WHAT TO DO » Here is a set of records. Copy them all exactly.

DATA »

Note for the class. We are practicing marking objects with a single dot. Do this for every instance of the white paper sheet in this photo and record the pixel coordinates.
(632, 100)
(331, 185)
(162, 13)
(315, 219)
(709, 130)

REPLY »
Note for the class. We are practicing marking objects with a single dot. Do this for every instance of the white paper sheet in this photo and record the pixel coordinates.
(632, 100)
(331, 185)
(162, 13)
(315, 219)
(709, 130)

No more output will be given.